::: Selected excerpt

I'we been wondering why none of the library classification systems have emerged on the net? Back in the good old days when I relied on the library for the information Universal Decimal Classification system was extremely handy. Even if you didn't know the name of the book you could browse thru a certain category that interested you.
The idea is that a book can belong to a single class that is marked by a decimal schema. Top categories are:
0 Generalities. Information. Organization.
1 Philosophy. Psychology.
2 Religion. Theology.
3 Social Sciences. Economics. Law.Government. Education.
4 (vacant)
5 Mathematics and Natural Sciences.
6 Applied Sciences. Technology. Medicine.
7 The Arts. Recreation. Entertainment. Sport.
8 Language. Linguistics. Literature.
9 Geography. Biography. History.The main categories are defined further down:
61 Medical Sciences. Health.
62 Engineering and Technology Generally.
63 Agriculture, Forestry, Stockbreeding,Fisheries.

::::::
::: Record set

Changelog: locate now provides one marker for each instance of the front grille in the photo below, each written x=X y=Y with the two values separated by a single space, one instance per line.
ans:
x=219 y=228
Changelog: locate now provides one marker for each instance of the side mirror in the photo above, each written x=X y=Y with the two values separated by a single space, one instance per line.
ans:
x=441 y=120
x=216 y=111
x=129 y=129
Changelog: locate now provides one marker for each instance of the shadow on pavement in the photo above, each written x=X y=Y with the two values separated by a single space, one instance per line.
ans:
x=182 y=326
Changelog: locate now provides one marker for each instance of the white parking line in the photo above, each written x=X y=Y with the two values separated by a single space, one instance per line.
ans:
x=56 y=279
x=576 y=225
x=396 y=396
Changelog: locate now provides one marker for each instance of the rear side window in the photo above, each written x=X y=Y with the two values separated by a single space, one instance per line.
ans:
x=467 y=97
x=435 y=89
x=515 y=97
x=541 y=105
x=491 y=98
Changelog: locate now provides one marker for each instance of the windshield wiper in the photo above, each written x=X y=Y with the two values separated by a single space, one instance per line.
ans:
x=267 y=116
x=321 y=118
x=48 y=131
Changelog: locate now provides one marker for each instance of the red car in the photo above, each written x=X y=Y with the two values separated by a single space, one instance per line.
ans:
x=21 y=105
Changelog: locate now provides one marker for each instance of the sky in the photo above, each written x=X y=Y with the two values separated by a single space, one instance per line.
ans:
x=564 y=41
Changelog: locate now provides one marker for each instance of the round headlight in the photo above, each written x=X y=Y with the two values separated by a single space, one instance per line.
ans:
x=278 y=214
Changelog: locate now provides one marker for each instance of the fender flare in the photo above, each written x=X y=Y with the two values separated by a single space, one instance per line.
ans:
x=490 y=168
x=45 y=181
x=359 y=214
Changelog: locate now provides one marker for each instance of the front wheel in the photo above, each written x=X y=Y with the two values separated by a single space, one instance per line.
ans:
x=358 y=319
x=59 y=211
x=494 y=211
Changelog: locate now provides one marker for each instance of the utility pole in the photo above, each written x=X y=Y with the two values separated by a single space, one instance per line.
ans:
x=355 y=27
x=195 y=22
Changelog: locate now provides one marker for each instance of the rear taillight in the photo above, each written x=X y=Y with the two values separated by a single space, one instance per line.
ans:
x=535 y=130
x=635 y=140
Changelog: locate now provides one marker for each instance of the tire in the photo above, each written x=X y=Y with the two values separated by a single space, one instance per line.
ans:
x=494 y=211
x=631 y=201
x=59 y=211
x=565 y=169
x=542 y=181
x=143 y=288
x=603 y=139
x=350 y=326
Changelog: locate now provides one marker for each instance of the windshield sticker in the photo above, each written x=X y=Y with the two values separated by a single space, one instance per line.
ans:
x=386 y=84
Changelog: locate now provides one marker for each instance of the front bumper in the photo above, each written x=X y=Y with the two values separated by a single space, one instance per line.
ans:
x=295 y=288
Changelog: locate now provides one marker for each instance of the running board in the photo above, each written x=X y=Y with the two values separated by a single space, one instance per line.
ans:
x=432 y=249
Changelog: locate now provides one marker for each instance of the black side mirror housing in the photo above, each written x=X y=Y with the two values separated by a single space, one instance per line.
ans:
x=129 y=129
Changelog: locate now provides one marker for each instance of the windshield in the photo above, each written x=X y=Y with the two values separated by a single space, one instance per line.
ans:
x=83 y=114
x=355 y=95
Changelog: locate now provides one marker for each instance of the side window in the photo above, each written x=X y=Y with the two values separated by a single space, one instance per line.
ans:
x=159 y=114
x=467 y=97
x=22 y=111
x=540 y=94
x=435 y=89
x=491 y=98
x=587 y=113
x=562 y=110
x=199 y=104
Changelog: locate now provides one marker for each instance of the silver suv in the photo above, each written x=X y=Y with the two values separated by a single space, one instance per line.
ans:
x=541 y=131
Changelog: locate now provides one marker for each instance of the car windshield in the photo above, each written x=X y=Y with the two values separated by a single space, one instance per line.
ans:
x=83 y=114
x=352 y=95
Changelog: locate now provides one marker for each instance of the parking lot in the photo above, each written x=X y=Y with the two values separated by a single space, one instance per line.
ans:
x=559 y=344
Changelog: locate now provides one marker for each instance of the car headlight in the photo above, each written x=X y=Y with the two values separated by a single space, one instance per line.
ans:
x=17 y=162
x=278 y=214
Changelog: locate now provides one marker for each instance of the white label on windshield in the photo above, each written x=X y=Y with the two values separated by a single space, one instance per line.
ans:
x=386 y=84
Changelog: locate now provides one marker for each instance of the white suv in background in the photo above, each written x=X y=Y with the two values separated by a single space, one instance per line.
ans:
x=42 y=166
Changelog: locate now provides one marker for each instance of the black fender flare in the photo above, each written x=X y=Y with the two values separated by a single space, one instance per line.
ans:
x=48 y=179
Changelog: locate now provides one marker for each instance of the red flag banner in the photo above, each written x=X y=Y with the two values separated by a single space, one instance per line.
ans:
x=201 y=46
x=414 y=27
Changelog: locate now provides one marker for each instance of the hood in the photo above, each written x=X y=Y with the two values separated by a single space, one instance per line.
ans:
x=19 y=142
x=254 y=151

::::::

→ **Exercise instructions**
1. In the forum post on library classification, which top-level number is listed as vacant?
2. Reproduce verbatim the passage of the forum post on library classification that begins with "The idea is" and continues through "Agriculture, Forestry, Stockbreeding,Fisheries.".

→ **Task-by-task solutions**
1. Number 4 is listed as vacant.

2.
The idea is that a book can belong to a single class that is marked by a decimal schema. Top categories are:
0 Generalities. Information. Organization.
1 Philosophy. Psychology.
2 Religion. Theology.
3 Social Sciences. Economics. Law.Government. Education.
4 (vacant)
5 Mathematics and Natural Sciences.
6 Applied Sciences. Technology. Medicine.
7 The Arts. Recreation. Entertainment. Sport.
8 Language. Linguistics. Literature.
9 Geography. Biography. History.The main categories are defined further down:
61 Medical Sciences. Health.
62 Engineering and Technology Generally.
63 Agriculture, Forestry, Stockbreeding,Fisheries.